▸ **Records drawn from a dataset**
----

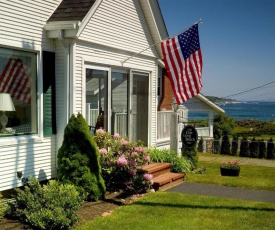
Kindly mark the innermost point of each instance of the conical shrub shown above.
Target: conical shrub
(78, 160)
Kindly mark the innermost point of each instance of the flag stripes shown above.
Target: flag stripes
(16, 81)
(183, 62)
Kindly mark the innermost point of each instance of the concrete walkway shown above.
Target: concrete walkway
(229, 192)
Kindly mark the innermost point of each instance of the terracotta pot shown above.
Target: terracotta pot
(230, 172)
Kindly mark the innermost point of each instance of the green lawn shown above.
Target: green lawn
(163, 210)
(167, 210)
(254, 177)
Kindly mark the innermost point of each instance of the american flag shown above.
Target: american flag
(16, 81)
(183, 62)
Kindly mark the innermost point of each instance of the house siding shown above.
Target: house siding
(22, 28)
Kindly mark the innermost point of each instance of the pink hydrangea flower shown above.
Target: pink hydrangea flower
(100, 131)
(148, 176)
(124, 142)
(103, 151)
(122, 161)
(132, 163)
(133, 154)
(116, 136)
(132, 172)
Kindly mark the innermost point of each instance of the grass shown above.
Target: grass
(253, 177)
(167, 210)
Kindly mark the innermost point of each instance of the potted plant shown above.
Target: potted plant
(230, 169)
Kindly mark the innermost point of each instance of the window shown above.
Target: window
(49, 111)
(18, 79)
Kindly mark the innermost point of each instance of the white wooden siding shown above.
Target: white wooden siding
(21, 24)
(120, 24)
(33, 158)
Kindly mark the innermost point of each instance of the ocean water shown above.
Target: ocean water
(263, 111)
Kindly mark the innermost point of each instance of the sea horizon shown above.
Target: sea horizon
(243, 110)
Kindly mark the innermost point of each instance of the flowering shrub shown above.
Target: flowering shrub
(120, 159)
(230, 165)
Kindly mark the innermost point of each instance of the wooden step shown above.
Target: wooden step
(167, 180)
(155, 169)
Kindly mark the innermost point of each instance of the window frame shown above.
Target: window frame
(12, 139)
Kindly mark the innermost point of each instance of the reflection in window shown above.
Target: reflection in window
(18, 78)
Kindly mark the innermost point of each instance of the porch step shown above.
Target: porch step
(162, 176)
(156, 169)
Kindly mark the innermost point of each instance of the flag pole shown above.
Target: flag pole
(136, 54)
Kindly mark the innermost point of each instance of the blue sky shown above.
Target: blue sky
(237, 40)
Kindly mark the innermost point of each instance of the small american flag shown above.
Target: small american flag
(16, 81)
(183, 62)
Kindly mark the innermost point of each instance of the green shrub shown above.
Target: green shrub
(254, 148)
(270, 150)
(235, 142)
(178, 164)
(78, 160)
(225, 148)
(120, 159)
(52, 206)
(262, 149)
(244, 148)
(200, 145)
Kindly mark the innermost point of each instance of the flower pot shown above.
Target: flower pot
(229, 172)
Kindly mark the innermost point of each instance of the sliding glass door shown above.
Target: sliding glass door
(117, 101)
(139, 101)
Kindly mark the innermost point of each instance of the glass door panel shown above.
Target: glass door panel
(97, 98)
(139, 97)
(119, 102)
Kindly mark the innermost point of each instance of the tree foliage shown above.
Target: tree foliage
(78, 160)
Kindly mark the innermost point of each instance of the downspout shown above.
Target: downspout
(67, 47)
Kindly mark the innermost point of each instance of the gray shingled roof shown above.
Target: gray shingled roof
(71, 10)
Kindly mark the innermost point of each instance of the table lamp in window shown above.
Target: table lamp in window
(6, 104)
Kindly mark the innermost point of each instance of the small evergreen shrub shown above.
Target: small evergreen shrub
(190, 154)
(270, 150)
(78, 160)
(120, 159)
(178, 164)
(262, 149)
(244, 148)
(200, 145)
(225, 147)
(235, 142)
(254, 148)
(52, 206)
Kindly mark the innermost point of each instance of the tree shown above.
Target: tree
(223, 125)
(200, 145)
(78, 160)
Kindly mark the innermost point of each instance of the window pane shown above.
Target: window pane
(18, 78)
(119, 103)
(96, 98)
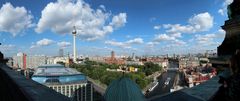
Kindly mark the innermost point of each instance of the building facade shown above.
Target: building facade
(24, 61)
(66, 81)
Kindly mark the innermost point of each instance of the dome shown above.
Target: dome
(123, 89)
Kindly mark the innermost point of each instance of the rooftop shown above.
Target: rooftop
(57, 74)
(55, 70)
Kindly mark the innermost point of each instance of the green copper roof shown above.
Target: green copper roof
(123, 89)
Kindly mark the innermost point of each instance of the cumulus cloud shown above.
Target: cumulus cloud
(152, 44)
(119, 20)
(208, 39)
(64, 44)
(8, 47)
(197, 23)
(135, 41)
(163, 37)
(223, 9)
(14, 19)
(126, 44)
(157, 27)
(61, 16)
(43, 42)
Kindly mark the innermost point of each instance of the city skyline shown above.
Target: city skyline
(143, 27)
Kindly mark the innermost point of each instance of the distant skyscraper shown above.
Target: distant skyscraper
(23, 61)
(66, 81)
(74, 44)
(112, 55)
(61, 52)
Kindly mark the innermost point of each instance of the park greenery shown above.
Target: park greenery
(97, 71)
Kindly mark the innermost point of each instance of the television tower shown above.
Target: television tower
(74, 44)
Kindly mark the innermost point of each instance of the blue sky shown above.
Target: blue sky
(145, 27)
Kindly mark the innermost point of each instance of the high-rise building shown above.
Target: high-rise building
(61, 52)
(21, 60)
(66, 81)
(74, 45)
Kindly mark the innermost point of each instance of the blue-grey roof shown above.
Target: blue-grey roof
(57, 74)
(123, 89)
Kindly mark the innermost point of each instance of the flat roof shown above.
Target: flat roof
(55, 70)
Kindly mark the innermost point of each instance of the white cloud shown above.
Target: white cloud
(157, 27)
(152, 44)
(202, 22)
(135, 41)
(179, 42)
(43, 42)
(119, 20)
(126, 44)
(221, 11)
(209, 38)
(197, 23)
(61, 16)
(163, 37)
(14, 19)
(227, 2)
(64, 44)
(6, 48)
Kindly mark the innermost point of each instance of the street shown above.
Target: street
(161, 88)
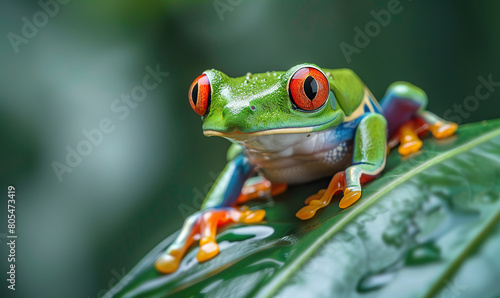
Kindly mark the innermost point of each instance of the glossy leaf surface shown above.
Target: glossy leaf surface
(429, 226)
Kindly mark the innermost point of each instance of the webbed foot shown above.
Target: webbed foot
(203, 225)
(324, 196)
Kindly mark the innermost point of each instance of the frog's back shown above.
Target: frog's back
(347, 87)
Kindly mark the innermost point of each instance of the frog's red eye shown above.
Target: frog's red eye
(308, 89)
(199, 95)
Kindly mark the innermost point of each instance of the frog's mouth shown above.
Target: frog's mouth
(244, 136)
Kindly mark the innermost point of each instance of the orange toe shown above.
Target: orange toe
(442, 130)
(208, 249)
(350, 197)
(250, 217)
(410, 147)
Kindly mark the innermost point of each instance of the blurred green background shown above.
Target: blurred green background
(77, 237)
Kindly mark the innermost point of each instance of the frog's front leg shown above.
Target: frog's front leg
(370, 146)
(218, 209)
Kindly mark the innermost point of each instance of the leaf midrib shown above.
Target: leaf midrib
(277, 282)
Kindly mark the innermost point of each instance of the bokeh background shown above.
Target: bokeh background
(77, 237)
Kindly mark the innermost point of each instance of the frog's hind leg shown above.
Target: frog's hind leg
(404, 108)
(169, 261)
(439, 128)
(401, 103)
(258, 187)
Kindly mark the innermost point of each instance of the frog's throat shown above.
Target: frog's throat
(238, 135)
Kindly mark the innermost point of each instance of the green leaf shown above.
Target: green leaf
(428, 226)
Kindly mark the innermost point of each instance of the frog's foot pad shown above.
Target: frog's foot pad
(204, 225)
(350, 197)
(258, 187)
(208, 249)
(323, 197)
(409, 140)
(443, 129)
(169, 261)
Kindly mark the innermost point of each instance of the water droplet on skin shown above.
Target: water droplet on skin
(375, 281)
(423, 254)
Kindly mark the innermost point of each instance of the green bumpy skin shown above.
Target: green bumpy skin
(296, 126)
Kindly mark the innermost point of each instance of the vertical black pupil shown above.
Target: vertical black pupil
(310, 87)
(194, 94)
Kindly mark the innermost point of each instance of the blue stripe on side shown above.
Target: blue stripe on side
(227, 188)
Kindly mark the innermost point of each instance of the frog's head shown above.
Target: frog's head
(299, 100)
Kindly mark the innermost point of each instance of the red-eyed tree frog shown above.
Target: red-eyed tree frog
(294, 127)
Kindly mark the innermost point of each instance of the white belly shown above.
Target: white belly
(298, 158)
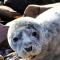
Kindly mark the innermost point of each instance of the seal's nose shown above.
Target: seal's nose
(28, 49)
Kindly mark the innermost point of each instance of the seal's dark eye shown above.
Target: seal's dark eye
(15, 39)
(35, 34)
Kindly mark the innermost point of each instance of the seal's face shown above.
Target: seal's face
(26, 41)
(25, 38)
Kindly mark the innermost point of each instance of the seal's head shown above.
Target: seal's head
(24, 37)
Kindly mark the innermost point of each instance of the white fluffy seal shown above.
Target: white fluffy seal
(36, 38)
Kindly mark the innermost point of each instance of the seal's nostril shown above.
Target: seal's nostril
(28, 49)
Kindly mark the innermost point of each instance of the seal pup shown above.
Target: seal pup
(36, 38)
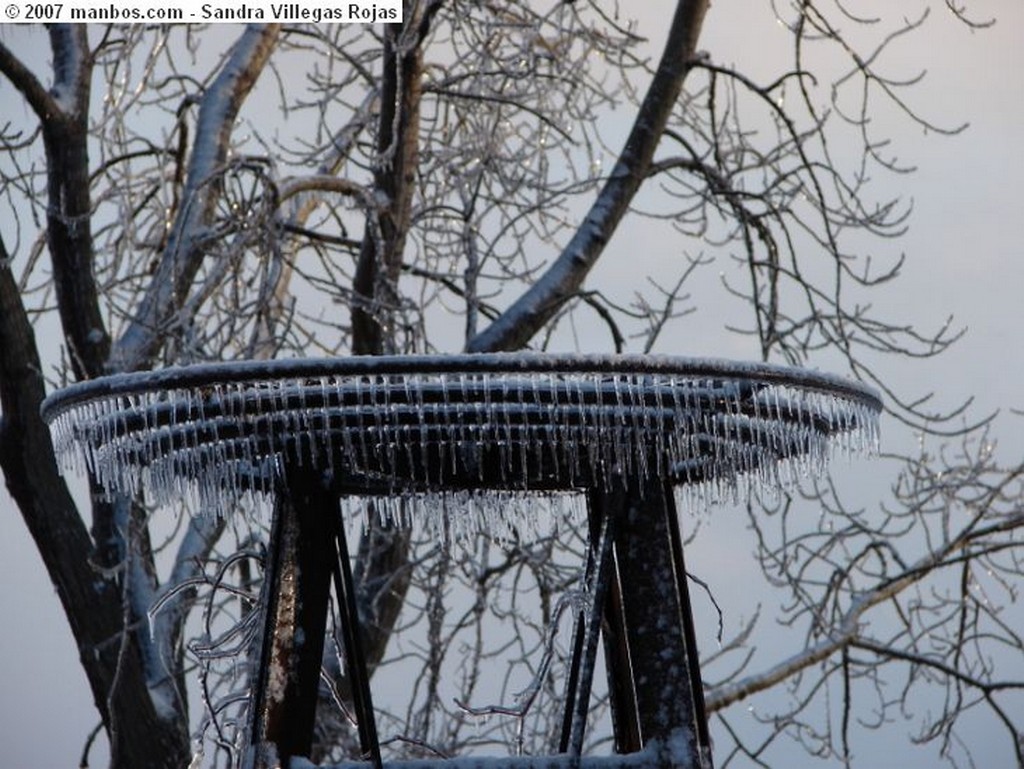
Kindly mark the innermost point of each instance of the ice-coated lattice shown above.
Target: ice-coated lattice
(404, 426)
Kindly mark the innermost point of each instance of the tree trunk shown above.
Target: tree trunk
(138, 735)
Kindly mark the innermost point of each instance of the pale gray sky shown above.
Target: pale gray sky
(965, 258)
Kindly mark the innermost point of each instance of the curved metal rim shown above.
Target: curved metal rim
(256, 371)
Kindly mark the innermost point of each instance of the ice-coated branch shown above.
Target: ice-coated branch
(41, 101)
(542, 301)
(182, 256)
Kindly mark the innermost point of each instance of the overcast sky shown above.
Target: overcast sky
(965, 258)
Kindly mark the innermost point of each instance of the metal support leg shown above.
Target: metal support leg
(588, 628)
(654, 679)
(302, 555)
(355, 667)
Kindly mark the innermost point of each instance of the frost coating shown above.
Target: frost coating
(432, 435)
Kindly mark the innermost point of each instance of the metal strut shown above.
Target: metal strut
(355, 661)
(587, 634)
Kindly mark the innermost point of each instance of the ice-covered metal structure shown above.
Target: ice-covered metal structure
(446, 433)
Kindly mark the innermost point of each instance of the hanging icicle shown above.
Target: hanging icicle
(458, 427)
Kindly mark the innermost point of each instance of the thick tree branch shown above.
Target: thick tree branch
(519, 323)
(138, 736)
(69, 211)
(183, 254)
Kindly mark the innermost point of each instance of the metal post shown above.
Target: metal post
(301, 558)
(653, 670)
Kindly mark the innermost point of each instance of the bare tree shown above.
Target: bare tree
(174, 196)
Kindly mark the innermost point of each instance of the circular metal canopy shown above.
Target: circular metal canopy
(399, 425)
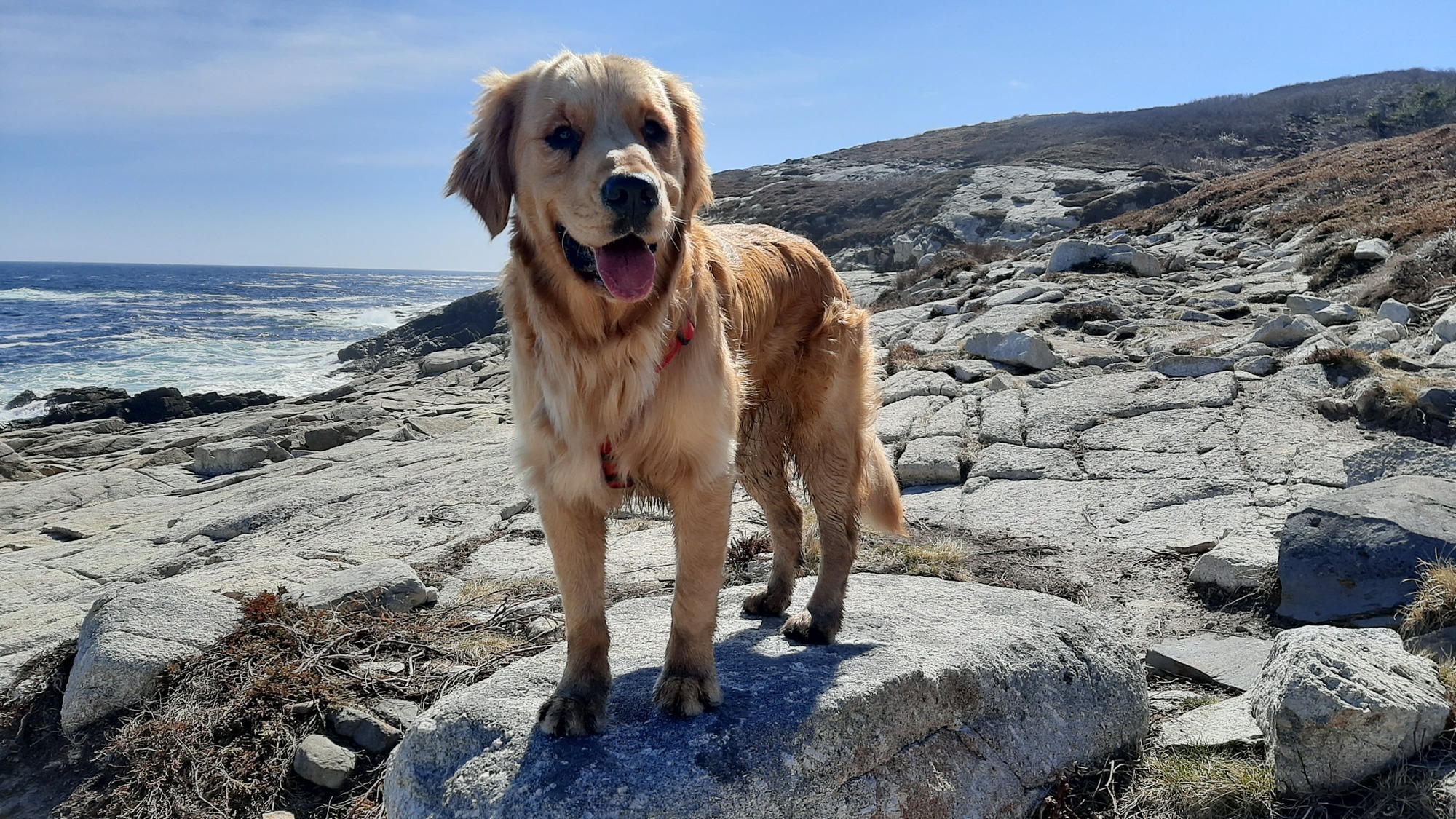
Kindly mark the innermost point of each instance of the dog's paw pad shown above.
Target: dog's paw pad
(687, 695)
(762, 605)
(807, 628)
(569, 716)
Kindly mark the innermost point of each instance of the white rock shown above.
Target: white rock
(931, 461)
(228, 456)
(324, 762)
(1445, 327)
(1013, 349)
(127, 640)
(1374, 250)
(1339, 705)
(1286, 331)
(1244, 560)
(1189, 366)
(918, 382)
(1212, 726)
(1324, 311)
(1394, 311)
(1026, 462)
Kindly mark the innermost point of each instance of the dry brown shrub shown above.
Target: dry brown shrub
(219, 736)
(1435, 602)
(1343, 362)
(1401, 189)
(1074, 317)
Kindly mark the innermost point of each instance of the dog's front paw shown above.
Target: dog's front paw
(804, 627)
(566, 714)
(762, 604)
(687, 695)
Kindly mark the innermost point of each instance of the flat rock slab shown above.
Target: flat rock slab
(940, 698)
(1227, 723)
(1233, 662)
(1356, 551)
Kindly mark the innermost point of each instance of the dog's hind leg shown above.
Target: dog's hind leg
(839, 539)
(764, 470)
(577, 535)
(689, 681)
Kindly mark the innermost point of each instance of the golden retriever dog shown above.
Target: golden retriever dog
(653, 356)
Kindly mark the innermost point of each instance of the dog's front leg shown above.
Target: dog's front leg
(689, 681)
(577, 535)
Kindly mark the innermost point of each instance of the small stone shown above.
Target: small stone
(1241, 561)
(1394, 311)
(1189, 366)
(1324, 311)
(1286, 331)
(324, 762)
(228, 456)
(400, 713)
(1372, 251)
(1439, 401)
(1257, 365)
(1014, 347)
(368, 730)
(930, 461)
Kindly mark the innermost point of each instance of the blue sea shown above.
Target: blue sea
(199, 327)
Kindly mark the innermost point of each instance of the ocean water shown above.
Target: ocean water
(199, 327)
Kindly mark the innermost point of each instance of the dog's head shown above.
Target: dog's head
(604, 158)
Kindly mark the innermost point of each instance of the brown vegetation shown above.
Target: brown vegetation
(1218, 136)
(1400, 189)
(219, 736)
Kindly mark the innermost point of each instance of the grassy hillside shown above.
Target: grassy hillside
(867, 194)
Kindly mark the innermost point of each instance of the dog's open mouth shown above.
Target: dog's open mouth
(625, 267)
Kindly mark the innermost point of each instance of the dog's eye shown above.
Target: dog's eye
(564, 139)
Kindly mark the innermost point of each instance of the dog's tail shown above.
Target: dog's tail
(880, 491)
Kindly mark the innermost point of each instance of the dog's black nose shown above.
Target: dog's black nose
(630, 197)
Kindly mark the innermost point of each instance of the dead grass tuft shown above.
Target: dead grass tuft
(1334, 263)
(219, 736)
(1435, 604)
(1416, 276)
(1343, 362)
(1074, 317)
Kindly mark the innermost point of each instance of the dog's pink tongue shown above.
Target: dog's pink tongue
(627, 267)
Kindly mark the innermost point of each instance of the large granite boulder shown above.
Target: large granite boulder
(1356, 551)
(940, 698)
(127, 640)
(1340, 704)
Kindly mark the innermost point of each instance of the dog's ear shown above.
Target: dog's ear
(483, 173)
(698, 187)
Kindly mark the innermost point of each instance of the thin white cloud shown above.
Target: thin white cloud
(165, 63)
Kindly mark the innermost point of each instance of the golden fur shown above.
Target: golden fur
(778, 376)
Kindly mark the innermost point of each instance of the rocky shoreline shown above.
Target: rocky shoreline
(1141, 424)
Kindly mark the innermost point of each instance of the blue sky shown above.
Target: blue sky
(320, 133)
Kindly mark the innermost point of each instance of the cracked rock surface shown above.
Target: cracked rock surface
(938, 698)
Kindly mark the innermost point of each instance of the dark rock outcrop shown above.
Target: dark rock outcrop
(458, 324)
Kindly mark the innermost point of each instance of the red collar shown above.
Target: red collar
(609, 462)
(681, 340)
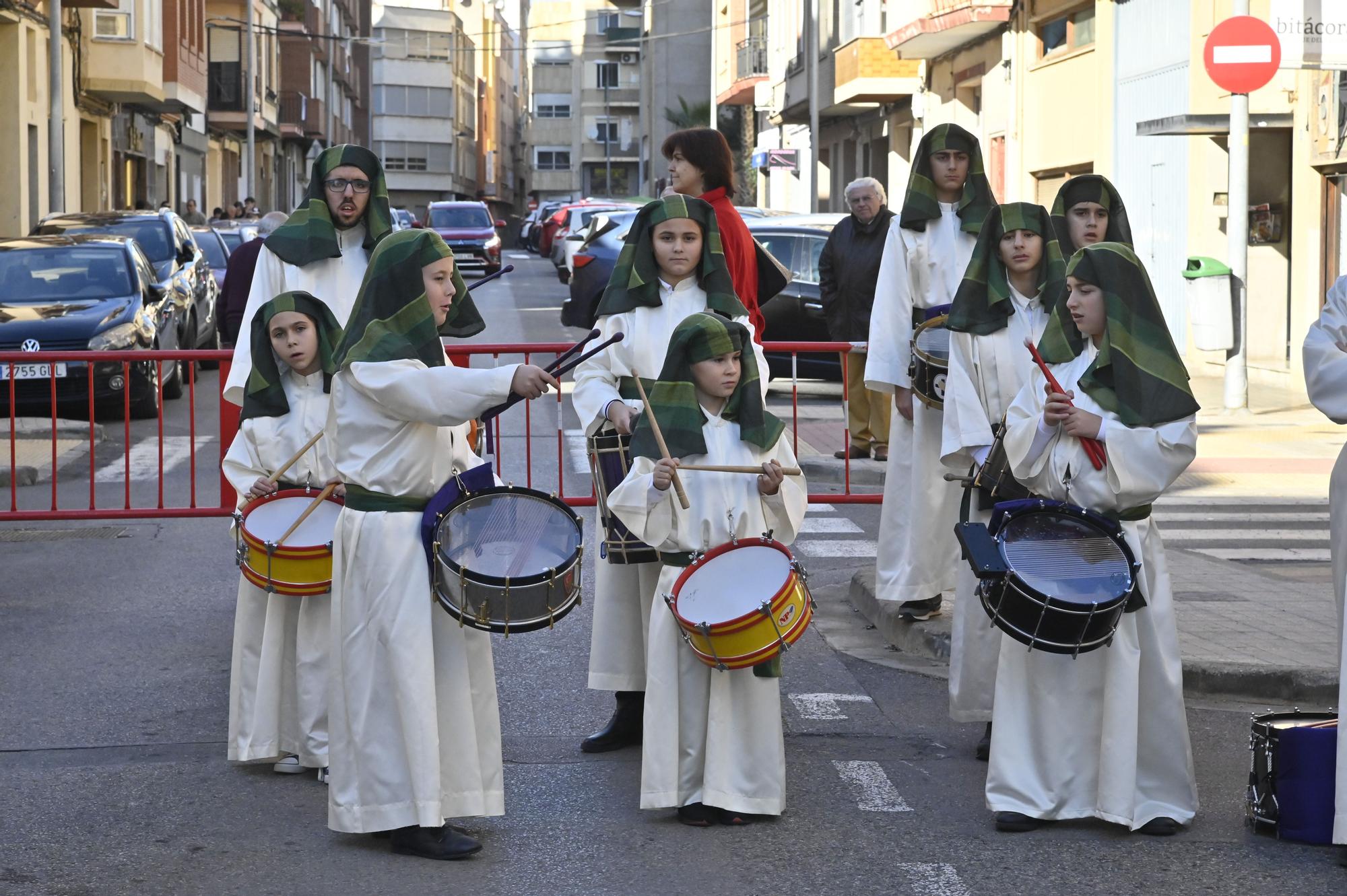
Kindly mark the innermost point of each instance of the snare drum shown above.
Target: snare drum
(508, 560)
(1291, 774)
(931, 361)
(611, 459)
(304, 564)
(743, 603)
(1053, 576)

----

All that is wanted is an exact copy of the lines above from the one with "Kindly mark the innermost point of each instance of the cumulus" through the one with "blue-grey roof shown above.", with both ends included.

▸ **ANSWER BOX**
Kindly mark the innermost point of each instance of the cumulus cloud shown above.
Target: cumulus cloud
(152, 44)
(119, 20)
(208, 39)
(64, 44)
(8, 47)
(197, 23)
(135, 41)
(163, 37)
(223, 9)
(14, 19)
(126, 44)
(157, 27)
(61, 16)
(43, 42)
Kindly mark the innermost point of each instance of the city skyline shown above.
Target: city skyline
(143, 27)
Kindly mark the innermost point of each instance of the distant skyscraper shown above.
Target: distant skyscraper
(23, 61)
(66, 81)
(74, 44)
(112, 55)
(61, 52)
Kindly mark the innermost point of each instance of the park greenery shown above.
Target: park greenery
(97, 71)
Kindly mark the innermost point of each instance of the television tower shown above.
Target: television tower
(74, 44)
Kindly mark the innermost point of each instance of the blue sky shown above.
Target: blue sky
(145, 27)
Kindly mark the innermost point of each instance of the high-rise building shown above.
Target: high-rise building
(61, 52)
(21, 60)
(66, 81)
(74, 45)
Kindly mark the innermost point of each instance of the blue-grey roof shown above.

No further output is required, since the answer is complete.